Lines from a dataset
-*-*-

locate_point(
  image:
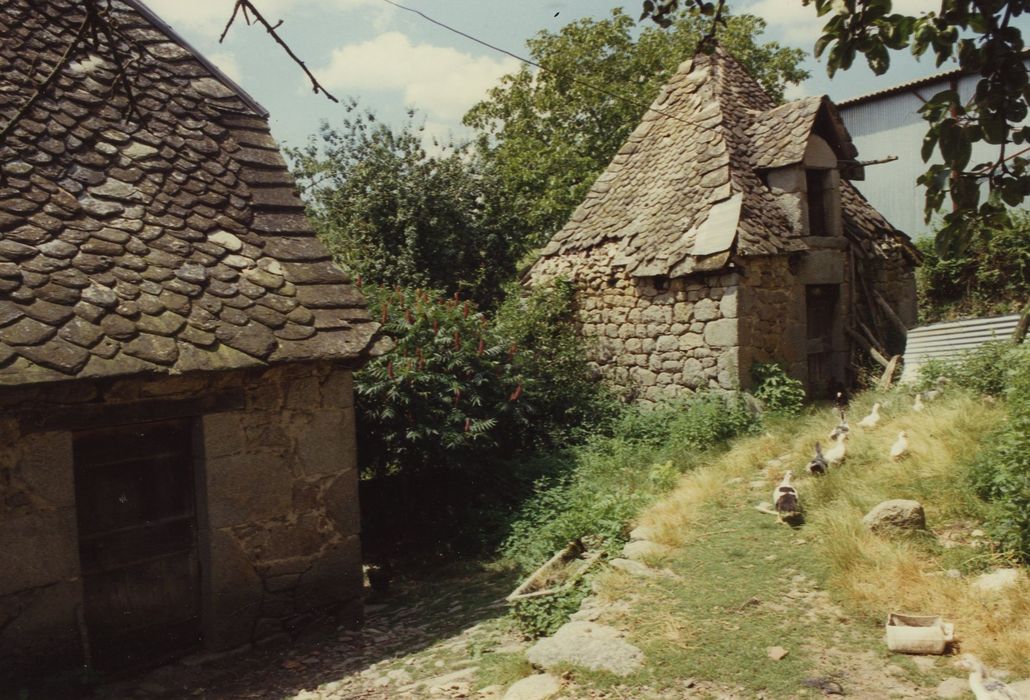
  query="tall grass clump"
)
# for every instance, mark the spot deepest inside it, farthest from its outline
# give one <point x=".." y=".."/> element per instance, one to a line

-*-*-

* [Stated exercise]
Rewrite the lines above, replacing "tall grass clump" with "dense shrub" and leaving everything else unchanged. Omit the picture from your answer.

* [The result]
locate_point(
  image:
  query="dense shrub"
)
# for every instance, mark the spot deepest inside it, farthest from its outline
# give one <point x=".." y=".."/> element per instance, one to a line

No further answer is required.